[Point localization data]
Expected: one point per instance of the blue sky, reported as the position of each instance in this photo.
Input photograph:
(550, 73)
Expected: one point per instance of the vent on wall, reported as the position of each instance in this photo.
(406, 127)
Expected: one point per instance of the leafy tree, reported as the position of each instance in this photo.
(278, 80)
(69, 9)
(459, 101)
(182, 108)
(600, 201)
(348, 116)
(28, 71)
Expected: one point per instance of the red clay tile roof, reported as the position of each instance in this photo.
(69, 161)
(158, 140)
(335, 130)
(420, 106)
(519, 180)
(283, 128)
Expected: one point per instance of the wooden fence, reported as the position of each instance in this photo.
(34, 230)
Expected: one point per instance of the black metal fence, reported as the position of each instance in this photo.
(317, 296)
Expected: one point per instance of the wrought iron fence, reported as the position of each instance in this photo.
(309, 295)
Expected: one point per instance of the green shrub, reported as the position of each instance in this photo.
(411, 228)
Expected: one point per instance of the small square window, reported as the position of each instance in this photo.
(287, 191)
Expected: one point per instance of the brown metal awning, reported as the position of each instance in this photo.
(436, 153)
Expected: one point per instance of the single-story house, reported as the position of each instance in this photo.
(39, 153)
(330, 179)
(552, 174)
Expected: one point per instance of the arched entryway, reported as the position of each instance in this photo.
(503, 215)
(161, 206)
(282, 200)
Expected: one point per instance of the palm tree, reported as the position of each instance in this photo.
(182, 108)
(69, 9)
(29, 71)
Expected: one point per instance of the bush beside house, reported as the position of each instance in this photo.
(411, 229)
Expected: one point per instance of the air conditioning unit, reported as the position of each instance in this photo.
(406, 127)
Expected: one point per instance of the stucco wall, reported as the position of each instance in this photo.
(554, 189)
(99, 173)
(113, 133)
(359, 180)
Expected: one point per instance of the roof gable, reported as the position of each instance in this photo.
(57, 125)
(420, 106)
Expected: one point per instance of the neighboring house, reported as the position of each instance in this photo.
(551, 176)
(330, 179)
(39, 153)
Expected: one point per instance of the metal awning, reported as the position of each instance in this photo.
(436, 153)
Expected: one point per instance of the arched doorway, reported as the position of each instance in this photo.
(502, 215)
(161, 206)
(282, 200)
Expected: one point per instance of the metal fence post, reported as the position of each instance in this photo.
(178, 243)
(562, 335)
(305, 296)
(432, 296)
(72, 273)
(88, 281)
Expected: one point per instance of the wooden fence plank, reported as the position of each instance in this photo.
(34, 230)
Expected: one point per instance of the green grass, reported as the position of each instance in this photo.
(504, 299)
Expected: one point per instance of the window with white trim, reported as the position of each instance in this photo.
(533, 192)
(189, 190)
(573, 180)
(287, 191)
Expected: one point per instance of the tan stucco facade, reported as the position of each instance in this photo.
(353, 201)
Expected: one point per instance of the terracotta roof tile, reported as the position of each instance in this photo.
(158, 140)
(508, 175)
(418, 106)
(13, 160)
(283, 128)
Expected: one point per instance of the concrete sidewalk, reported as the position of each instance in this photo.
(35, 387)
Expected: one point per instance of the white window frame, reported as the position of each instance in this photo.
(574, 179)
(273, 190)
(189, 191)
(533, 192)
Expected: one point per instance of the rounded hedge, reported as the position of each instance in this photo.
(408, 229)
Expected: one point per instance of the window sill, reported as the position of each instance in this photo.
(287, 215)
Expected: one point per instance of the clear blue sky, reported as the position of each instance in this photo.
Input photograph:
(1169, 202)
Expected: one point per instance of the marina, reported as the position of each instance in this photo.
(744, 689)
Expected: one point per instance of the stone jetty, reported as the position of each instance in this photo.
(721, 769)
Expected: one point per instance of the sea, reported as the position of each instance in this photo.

[EXERCISE REQUIREMENTS] A single number is expected: how many lines in the records contain the string "blue".

[PROBLEM SOLUTION] 2